═════ Supplied entries

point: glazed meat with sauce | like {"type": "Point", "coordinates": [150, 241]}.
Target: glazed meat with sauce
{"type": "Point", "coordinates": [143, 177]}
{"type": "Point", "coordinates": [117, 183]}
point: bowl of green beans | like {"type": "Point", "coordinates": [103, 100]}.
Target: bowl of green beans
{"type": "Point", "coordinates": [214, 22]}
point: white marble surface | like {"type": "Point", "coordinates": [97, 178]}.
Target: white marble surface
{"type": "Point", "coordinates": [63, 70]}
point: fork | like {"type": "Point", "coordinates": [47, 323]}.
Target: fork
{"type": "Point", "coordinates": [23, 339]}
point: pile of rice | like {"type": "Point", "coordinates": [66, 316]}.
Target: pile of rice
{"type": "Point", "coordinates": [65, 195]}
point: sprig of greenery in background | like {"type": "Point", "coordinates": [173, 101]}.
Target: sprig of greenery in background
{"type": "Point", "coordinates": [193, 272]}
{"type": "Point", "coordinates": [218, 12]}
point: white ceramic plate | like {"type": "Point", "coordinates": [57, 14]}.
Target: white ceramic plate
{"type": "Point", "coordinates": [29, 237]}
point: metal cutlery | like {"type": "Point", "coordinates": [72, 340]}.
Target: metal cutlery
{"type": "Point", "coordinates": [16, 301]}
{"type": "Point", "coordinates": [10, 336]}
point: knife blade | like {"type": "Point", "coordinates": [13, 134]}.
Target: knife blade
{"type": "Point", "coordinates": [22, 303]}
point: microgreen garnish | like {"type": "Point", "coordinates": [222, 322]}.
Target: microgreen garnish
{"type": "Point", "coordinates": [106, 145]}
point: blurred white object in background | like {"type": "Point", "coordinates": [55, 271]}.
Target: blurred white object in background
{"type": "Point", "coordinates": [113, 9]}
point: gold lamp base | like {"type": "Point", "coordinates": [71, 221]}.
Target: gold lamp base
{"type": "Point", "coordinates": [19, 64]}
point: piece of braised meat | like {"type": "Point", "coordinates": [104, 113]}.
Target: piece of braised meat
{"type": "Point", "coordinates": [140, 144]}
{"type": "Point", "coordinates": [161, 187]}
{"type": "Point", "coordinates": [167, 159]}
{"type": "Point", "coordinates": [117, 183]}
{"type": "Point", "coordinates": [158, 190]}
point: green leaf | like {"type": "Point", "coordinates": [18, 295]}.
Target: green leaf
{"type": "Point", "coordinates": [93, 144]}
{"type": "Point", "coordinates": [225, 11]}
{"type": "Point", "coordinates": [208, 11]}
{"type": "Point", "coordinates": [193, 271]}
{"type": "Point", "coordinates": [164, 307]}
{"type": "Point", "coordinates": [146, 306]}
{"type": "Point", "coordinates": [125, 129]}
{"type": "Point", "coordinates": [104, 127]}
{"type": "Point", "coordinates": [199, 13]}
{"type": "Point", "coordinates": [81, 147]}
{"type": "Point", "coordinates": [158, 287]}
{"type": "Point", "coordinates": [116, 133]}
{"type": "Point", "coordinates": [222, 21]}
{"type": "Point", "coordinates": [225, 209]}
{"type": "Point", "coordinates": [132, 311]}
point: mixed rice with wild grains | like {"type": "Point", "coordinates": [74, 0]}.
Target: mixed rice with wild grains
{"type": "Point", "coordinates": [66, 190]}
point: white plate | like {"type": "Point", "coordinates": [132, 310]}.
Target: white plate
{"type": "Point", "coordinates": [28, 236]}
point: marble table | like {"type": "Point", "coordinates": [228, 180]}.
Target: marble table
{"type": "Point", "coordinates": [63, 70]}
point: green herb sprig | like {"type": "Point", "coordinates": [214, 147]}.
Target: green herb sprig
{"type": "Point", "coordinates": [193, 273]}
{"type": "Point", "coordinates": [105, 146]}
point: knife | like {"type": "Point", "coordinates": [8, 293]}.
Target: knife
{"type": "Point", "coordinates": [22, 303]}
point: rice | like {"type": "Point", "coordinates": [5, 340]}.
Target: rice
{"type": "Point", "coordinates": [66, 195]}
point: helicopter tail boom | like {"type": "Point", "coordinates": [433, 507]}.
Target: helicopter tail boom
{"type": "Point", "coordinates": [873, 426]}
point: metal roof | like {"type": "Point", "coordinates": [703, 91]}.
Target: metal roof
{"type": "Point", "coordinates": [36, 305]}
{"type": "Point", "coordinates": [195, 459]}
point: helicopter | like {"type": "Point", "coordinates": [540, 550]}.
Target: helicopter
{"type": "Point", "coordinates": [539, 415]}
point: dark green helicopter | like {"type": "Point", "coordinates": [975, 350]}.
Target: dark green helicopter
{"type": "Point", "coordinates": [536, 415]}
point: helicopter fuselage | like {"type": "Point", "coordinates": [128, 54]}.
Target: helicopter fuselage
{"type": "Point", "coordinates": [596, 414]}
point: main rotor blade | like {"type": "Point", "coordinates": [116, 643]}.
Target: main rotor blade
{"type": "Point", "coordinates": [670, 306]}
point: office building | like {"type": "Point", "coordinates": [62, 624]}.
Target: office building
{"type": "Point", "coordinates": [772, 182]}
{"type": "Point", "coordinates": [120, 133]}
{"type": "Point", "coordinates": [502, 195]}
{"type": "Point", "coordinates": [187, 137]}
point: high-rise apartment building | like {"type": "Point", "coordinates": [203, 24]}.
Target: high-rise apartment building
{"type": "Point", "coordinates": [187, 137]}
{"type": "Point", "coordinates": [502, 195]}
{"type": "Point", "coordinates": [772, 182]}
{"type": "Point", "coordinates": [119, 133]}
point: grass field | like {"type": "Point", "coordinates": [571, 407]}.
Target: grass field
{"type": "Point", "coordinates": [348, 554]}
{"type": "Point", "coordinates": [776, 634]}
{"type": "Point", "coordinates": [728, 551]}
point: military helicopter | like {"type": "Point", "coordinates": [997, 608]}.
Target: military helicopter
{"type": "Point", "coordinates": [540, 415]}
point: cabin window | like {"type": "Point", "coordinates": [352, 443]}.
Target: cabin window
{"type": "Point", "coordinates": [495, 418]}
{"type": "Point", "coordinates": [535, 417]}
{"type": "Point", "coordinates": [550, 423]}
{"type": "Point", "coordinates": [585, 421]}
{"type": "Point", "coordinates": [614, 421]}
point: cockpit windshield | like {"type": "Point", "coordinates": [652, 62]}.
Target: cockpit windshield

══════════

• What you will do: Reproduce the material above without altering a single character.

• Task solution:
point: glazed meat with sauce | like {"type": "Point", "coordinates": [150, 241]}.
Target: glazed meat with sauce
{"type": "Point", "coordinates": [143, 177]}
{"type": "Point", "coordinates": [117, 183]}
point: bowl of green beans | like {"type": "Point", "coordinates": [103, 100]}.
Target: bowl of green beans
{"type": "Point", "coordinates": [214, 22]}
point: white marble surface | like {"type": "Point", "coordinates": [97, 178]}.
Target: white marble surface
{"type": "Point", "coordinates": [63, 70]}
point: fork | like {"type": "Point", "coordinates": [47, 323]}.
Target: fork
{"type": "Point", "coordinates": [23, 339]}
point: pile of rice | like {"type": "Point", "coordinates": [66, 316]}.
Target: pile of rice
{"type": "Point", "coordinates": [65, 195]}
point: sprig of greenery in background | like {"type": "Point", "coordinates": [173, 101]}.
Target: sprig of greenery in background
{"type": "Point", "coordinates": [193, 272]}
{"type": "Point", "coordinates": [218, 12]}
point: white ceramic plate | like {"type": "Point", "coordinates": [57, 14]}.
Target: white ceramic plate
{"type": "Point", "coordinates": [29, 237]}
point: metal cutlery | like {"type": "Point", "coordinates": [72, 340]}.
Target: metal cutlery
{"type": "Point", "coordinates": [16, 301]}
{"type": "Point", "coordinates": [10, 336]}
point: knife blade | like {"type": "Point", "coordinates": [13, 134]}.
Target: knife blade
{"type": "Point", "coordinates": [22, 303]}
point: microgreen garnish | like {"type": "Point", "coordinates": [222, 322]}.
Target: microgreen garnish
{"type": "Point", "coordinates": [106, 145]}
point: blurred white object in background | like {"type": "Point", "coordinates": [55, 271]}.
Target: blurred white object in background
{"type": "Point", "coordinates": [113, 9]}
point: gold lamp base | like {"type": "Point", "coordinates": [71, 221]}.
Target: gold lamp base
{"type": "Point", "coordinates": [19, 64]}
point: piece of braised meat | like {"type": "Point", "coordinates": [104, 113]}.
Target: piece of braised meat
{"type": "Point", "coordinates": [140, 144]}
{"type": "Point", "coordinates": [161, 187]}
{"type": "Point", "coordinates": [167, 159]}
{"type": "Point", "coordinates": [117, 183]}
{"type": "Point", "coordinates": [158, 190]}
point: green leaf | like {"type": "Point", "coordinates": [18, 295]}.
Target: green leaf
{"type": "Point", "coordinates": [93, 144]}
{"type": "Point", "coordinates": [225, 11]}
{"type": "Point", "coordinates": [208, 11]}
{"type": "Point", "coordinates": [193, 271]}
{"type": "Point", "coordinates": [164, 307]}
{"type": "Point", "coordinates": [146, 306]}
{"type": "Point", "coordinates": [125, 129]}
{"type": "Point", "coordinates": [104, 127]}
{"type": "Point", "coordinates": [199, 13]}
{"type": "Point", "coordinates": [81, 147]}
{"type": "Point", "coordinates": [158, 287]}
{"type": "Point", "coordinates": [116, 133]}
{"type": "Point", "coordinates": [222, 21]}
{"type": "Point", "coordinates": [225, 209]}
{"type": "Point", "coordinates": [132, 311]}
point: mixed rice with wild grains | like {"type": "Point", "coordinates": [74, 0]}.
Target: mixed rice with wild grains
{"type": "Point", "coordinates": [66, 190]}
point: white plate | like {"type": "Point", "coordinates": [132, 310]}.
Target: white plate
{"type": "Point", "coordinates": [28, 236]}
point: marble table | like {"type": "Point", "coordinates": [228, 180]}.
Target: marble table
{"type": "Point", "coordinates": [63, 70]}
point: green herb sprig | like {"type": "Point", "coordinates": [214, 147]}.
Target: green herb sprig
{"type": "Point", "coordinates": [193, 273]}
{"type": "Point", "coordinates": [105, 146]}
point: knife | like {"type": "Point", "coordinates": [8, 293]}.
Target: knife
{"type": "Point", "coordinates": [22, 303]}
point: rice | like {"type": "Point", "coordinates": [5, 340]}.
Target: rice
{"type": "Point", "coordinates": [66, 195]}
point: helicopter tail boom | like {"type": "Point", "coordinates": [433, 507]}.
Target: helicopter tail boom
{"type": "Point", "coordinates": [873, 426]}
point: metal roof | like {"type": "Point", "coordinates": [703, 91]}.
Target: metal roof
{"type": "Point", "coordinates": [36, 305]}
{"type": "Point", "coordinates": [195, 459]}
point: helicopter | like {"type": "Point", "coordinates": [540, 550]}.
Target: helicopter
{"type": "Point", "coordinates": [539, 415]}
point: dark green helicopter | like {"type": "Point", "coordinates": [975, 350]}.
Target: dark green helicopter
{"type": "Point", "coordinates": [536, 415]}
point: helicopter fuselage | like {"type": "Point", "coordinates": [128, 54]}.
Target: helicopter fuselage
{"type": "Point", "coordinates": [596, 414]}
point: main rotor blade | like {"type": "Point", "coordinates": [116, 643]}.
Target: main rotor blade
{"type": "Point", "coordinates": [670, 306]}
point: office building | like {"type": "Point", "coordinates": [62, 624]}.
Target: office building
{"type": "Point", "coordinates": [772, 182]}
{"type": "Point", "coordinates": [120, 133]}
{"type": "Point", "coordinates": [502, 195]}
{"type": "Point", "coordinates": [187, 137]}
point: high-rise apartment building | like {"type": "Point", "coordinates": [203, 24]}.
Target: high-rise apartment building
{"type": "Point", "coordinates": [187, 137]}
{"type": "Point", "coordinates": [502, 195]}
{"type": "Point", "coordinates": [772, 182]}
{"type": "Point", "coordinates": [119, 133]}
point: grass field | like {"type": "Point", "coordinates": [571, 407]}.
Target: grass field
{"type": "Point", "coordinates": [348, 554]}
{"type": "Point", "coordinates": [776, 634]}
{"type": "Point", "coordinates": [728, 551]}
point: military helicopter | like {"type": "Point", "coordinates": [997, 608]}.
Target: military helicopter
{"type": "Point", "coordinates": [540, 415]}
point: cabin window | like {"type": "Point", "coordinates": [352, 443]}.
Target: cabin window
{"type": "Point", "coordinates": [495, 418]}
{"type": "Point", "coordinates": [535, 417]}
{"type": "Point", "coordinates": [550, 423]}
{"type": "Point", "coordinates": [585, 421]}
{"type": "Point", "coordinates": [614, 421]}
point: cockpit windshield | like {"type": "Point", "coordinates": [652, 62]}.
Target: cockpit windshield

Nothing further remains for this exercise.